Pull out every line in the data below that contains the word "photograph", and copy each one in full.

------------------------------------

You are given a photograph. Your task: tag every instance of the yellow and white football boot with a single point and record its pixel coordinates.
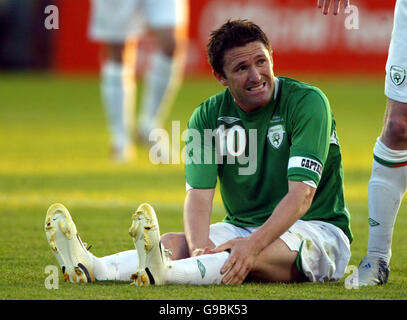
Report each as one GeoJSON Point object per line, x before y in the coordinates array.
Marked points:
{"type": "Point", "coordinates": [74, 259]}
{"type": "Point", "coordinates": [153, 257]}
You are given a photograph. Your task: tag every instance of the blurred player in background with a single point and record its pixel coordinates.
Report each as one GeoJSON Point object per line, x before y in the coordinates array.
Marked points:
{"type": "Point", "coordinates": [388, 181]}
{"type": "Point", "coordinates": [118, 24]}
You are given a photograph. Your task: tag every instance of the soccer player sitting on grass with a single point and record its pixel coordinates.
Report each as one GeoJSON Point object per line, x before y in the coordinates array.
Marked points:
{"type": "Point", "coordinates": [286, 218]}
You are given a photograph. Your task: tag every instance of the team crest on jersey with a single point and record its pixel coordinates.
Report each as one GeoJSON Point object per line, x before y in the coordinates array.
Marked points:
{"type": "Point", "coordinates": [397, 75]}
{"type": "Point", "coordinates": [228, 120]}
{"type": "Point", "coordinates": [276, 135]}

------------------------------------

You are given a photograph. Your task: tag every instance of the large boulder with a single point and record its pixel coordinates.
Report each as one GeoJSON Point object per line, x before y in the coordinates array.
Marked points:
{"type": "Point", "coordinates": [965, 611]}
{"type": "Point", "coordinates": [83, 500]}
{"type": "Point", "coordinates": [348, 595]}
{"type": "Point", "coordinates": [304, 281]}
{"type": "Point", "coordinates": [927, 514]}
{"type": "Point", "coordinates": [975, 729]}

------------------------------------

REPLY:
You are given a photograph. Your task: tag every instance of the yellow and white football boot with a single point and record its pixel coordinates.
You are given a photograph. Your task: tag every instance of the blurred player in background with a single point and record its pixel coordinates.
You are given a photograph. Your task: tag every instance of the soccer player sitting on grass with a single point and record its pixel coordinates.
You are given a photograph. Your task: tag every instance of the team crest on jersey with a single point and record its pixel coordinates.
You are given a photograph. Your task: tag every instance of the large boulder with a single point and record its pixel coordinates.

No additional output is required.